When a line in the entries contains the word "exact", copy that line in full.

DATA SECTION:
◇ ◇ ◇

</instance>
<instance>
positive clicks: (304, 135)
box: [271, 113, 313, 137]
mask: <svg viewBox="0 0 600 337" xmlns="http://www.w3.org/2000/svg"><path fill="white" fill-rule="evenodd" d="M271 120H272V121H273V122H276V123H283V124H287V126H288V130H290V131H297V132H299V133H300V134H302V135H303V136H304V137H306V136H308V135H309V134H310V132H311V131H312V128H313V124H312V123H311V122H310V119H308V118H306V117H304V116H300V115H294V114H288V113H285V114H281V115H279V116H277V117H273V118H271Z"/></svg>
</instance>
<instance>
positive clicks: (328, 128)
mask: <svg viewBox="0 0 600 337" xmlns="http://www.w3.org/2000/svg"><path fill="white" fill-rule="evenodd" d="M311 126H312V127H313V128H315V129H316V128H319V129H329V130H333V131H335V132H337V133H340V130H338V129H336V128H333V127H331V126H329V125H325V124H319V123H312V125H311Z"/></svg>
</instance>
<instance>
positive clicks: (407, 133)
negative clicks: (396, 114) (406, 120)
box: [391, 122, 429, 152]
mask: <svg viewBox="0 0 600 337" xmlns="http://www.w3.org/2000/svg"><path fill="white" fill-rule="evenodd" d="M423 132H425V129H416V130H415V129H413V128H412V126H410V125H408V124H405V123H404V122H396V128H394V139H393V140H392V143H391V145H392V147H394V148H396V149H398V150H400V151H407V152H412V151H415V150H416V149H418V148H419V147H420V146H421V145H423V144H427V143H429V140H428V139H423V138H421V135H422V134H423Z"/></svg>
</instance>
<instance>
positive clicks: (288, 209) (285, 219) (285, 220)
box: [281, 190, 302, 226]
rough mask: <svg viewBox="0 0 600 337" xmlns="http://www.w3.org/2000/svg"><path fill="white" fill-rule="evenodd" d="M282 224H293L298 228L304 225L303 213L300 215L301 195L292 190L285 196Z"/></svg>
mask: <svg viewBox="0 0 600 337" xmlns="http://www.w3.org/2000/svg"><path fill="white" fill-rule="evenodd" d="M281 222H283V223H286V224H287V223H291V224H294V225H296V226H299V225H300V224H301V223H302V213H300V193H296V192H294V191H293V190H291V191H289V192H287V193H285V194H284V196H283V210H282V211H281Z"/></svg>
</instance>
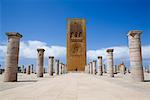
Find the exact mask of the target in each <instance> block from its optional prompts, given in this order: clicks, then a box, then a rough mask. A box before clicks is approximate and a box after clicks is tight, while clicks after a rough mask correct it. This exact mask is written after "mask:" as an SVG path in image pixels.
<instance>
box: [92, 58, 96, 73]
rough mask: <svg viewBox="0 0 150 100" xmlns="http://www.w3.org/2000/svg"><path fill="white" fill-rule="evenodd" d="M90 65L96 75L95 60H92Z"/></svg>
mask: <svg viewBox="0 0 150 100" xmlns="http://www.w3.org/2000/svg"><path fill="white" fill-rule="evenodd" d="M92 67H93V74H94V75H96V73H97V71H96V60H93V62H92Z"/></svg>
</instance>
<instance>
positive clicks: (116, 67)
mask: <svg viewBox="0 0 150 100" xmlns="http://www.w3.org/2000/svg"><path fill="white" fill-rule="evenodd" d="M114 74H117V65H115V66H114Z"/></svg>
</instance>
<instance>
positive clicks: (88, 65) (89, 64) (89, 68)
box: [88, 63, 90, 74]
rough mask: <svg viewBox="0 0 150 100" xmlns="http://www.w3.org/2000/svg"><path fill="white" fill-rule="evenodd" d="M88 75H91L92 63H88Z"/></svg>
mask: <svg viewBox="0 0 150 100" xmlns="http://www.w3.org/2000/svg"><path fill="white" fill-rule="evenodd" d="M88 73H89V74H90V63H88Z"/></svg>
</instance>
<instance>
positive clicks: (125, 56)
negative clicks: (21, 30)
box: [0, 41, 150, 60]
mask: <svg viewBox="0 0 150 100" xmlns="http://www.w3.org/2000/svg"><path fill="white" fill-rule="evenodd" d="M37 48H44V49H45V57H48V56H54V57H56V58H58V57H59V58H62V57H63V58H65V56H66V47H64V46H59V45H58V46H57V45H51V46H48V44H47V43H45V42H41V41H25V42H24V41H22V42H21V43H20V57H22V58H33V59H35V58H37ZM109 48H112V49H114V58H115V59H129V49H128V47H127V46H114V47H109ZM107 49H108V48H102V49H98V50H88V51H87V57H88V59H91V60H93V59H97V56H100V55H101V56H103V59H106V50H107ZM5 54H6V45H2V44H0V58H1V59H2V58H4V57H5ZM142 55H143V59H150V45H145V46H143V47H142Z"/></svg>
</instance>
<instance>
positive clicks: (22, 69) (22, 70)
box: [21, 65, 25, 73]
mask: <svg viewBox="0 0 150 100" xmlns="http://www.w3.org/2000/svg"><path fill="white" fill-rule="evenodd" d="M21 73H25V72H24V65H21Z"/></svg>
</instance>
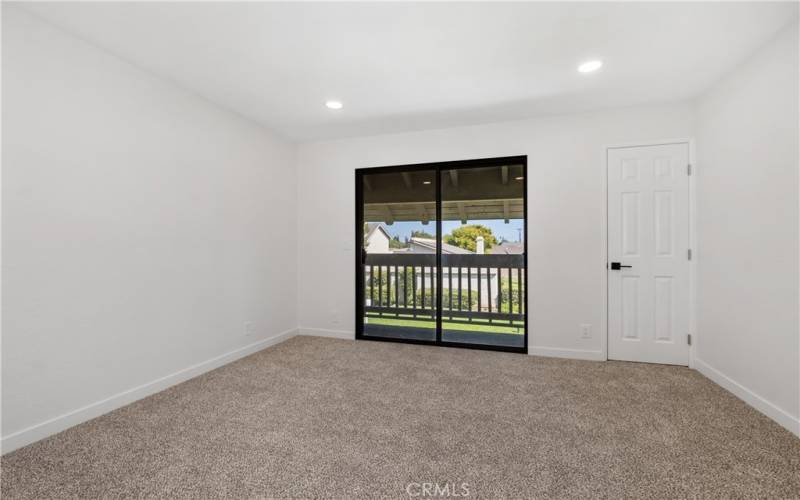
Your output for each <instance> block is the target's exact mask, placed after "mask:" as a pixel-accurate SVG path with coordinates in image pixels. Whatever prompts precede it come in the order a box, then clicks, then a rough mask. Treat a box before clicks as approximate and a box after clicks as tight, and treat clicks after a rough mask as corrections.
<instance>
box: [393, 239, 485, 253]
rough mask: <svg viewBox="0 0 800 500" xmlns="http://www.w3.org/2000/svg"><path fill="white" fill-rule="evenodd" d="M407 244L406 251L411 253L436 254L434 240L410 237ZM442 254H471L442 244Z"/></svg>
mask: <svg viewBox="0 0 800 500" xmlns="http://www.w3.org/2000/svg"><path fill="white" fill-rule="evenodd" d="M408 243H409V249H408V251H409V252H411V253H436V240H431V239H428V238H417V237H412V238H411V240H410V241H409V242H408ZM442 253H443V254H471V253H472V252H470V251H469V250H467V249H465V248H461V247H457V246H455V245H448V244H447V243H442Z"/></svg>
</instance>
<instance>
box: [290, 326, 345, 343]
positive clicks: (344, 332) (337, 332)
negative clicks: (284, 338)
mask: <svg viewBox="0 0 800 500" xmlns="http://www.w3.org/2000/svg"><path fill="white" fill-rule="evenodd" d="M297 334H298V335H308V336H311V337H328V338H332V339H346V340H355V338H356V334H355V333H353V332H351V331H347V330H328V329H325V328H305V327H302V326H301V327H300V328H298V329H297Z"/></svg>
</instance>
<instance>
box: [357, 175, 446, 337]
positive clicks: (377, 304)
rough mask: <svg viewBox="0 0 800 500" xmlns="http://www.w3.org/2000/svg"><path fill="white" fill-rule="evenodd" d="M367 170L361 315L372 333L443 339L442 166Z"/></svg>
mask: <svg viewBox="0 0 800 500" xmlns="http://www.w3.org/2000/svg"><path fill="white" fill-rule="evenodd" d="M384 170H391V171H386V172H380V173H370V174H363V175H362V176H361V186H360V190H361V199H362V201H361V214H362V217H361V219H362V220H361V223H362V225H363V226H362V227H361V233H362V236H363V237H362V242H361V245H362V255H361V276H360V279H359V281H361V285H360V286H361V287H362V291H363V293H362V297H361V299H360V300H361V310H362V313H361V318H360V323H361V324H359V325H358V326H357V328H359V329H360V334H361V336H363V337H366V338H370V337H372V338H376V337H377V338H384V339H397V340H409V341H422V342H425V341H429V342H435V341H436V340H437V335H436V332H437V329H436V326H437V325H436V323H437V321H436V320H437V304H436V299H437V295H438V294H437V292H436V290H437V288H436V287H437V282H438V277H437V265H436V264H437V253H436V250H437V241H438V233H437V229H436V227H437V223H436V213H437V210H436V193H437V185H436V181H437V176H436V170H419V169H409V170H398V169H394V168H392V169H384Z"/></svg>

◇ ◇ ◇

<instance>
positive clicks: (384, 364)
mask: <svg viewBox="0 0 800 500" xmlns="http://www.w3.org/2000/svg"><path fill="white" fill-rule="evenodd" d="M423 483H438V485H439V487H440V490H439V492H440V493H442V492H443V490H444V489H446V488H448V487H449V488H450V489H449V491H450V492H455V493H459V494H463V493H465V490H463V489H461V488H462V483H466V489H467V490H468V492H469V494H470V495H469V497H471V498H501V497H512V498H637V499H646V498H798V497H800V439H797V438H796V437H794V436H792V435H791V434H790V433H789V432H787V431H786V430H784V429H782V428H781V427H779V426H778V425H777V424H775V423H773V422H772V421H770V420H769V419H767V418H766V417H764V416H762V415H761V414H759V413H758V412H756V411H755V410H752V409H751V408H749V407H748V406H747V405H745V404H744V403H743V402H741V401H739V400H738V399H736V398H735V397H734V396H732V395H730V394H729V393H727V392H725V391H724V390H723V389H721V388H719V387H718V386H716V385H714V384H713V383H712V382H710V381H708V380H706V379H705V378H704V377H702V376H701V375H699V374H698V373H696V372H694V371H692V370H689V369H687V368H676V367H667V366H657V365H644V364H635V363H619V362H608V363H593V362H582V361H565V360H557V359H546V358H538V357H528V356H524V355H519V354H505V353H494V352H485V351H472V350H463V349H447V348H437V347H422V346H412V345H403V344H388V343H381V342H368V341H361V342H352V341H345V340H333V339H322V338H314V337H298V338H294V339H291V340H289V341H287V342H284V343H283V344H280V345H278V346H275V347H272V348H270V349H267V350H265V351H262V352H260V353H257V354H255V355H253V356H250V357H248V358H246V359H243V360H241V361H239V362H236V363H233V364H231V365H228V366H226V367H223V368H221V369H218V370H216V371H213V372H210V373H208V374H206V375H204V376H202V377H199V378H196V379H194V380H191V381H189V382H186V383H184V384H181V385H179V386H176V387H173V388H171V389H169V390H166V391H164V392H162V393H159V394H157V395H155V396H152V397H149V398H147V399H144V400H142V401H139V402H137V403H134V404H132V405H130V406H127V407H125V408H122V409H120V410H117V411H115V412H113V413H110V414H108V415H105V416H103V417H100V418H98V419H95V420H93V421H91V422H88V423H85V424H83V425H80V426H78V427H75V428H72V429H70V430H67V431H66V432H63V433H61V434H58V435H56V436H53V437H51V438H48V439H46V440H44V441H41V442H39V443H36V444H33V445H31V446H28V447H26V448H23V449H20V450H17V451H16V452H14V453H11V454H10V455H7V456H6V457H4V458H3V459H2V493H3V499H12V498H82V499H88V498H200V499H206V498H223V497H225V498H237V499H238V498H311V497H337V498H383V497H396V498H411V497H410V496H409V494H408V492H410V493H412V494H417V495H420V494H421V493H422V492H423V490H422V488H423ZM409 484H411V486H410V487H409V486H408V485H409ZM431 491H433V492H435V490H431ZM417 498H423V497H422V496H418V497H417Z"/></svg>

◇ ◇ ◇

ANSWER SPACE:
Find the exact mask of the target in each <instance> block from its optional prompts, given in this order: clicks, then a box, then a rough mask. A box before clicks is approximate and a box after clicks is tight, while clicks after a rough mask correct it. This exact mask is written after "mask:" as an SVG path in image pixels.
Your output for each <instance> block is the target's exact mask, placed after "mask:" as a pixel-accurate SVG path with coordinates in image pixels. Whatever prompts precede it come in the order a box, then clicks, then a rough mask. Treat a box before clicks as approximate and a box after clicks as tight, and treat clicks after a rough mask as corrections.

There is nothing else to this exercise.